> _Provided data_
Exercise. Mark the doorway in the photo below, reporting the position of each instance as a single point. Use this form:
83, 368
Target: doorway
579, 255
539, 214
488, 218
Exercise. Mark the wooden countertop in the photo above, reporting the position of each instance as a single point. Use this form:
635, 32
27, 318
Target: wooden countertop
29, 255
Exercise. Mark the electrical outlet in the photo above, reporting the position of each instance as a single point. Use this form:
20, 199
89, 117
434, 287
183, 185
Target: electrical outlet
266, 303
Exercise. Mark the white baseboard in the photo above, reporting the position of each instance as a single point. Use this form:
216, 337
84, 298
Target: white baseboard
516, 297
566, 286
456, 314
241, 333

* * *

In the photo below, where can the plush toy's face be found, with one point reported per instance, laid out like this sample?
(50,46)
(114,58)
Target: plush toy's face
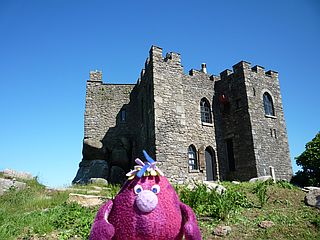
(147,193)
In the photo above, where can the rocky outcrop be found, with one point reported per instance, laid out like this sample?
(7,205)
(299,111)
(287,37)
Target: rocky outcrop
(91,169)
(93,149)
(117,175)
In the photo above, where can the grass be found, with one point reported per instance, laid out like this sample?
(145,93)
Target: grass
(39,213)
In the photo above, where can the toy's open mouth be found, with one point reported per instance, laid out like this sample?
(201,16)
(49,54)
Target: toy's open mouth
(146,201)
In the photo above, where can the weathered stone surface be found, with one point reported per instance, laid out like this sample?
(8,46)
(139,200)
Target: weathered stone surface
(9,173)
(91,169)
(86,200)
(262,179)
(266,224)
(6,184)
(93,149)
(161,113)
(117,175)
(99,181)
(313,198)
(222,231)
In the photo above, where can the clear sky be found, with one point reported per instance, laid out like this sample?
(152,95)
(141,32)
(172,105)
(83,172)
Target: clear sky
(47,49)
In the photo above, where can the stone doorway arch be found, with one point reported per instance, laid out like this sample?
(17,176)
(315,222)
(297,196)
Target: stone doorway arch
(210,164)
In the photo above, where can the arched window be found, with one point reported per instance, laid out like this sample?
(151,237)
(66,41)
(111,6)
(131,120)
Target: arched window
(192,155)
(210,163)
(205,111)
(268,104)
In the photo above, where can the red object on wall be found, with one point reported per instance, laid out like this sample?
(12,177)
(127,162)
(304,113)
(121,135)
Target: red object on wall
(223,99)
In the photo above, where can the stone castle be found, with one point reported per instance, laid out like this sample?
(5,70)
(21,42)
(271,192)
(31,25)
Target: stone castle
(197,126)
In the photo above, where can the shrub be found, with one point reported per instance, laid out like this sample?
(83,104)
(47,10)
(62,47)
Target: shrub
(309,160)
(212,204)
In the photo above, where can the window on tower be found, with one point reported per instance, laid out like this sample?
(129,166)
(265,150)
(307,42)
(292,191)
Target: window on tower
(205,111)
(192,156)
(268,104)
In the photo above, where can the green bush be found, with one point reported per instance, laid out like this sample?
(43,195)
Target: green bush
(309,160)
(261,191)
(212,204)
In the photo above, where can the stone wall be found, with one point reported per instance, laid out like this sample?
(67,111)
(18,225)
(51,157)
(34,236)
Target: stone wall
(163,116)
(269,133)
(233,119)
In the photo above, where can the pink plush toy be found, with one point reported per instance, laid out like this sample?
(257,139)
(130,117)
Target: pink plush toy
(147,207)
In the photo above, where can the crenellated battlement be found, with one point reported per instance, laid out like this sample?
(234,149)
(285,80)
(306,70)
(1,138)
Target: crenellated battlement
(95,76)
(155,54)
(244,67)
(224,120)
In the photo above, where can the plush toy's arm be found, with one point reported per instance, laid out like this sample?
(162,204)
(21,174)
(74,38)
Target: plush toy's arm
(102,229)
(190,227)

==

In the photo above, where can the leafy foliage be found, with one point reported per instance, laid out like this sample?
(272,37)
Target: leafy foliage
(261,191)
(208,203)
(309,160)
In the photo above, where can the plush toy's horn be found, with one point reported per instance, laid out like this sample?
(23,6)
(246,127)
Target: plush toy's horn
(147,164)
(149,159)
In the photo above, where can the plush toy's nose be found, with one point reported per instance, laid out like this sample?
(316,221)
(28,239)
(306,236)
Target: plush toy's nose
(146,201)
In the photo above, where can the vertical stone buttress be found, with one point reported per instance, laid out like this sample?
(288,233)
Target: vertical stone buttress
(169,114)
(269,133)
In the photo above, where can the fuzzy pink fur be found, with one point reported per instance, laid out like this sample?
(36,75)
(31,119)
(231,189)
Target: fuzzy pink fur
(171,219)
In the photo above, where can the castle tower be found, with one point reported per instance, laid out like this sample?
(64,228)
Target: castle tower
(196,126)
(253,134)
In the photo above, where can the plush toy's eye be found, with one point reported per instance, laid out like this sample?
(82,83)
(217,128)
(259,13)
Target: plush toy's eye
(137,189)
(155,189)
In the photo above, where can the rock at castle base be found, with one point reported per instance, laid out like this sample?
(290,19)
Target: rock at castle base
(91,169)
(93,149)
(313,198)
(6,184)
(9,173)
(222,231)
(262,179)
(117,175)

> _Written task_
Pull out each line from the records above that contains the string "vertical", treating uppercase and lowercase as different.

> _Reply_
In the photo above, where can the vertical stone buttress be found, with one point reported per instance, laid out like this sample?
Target: vertical stone buttress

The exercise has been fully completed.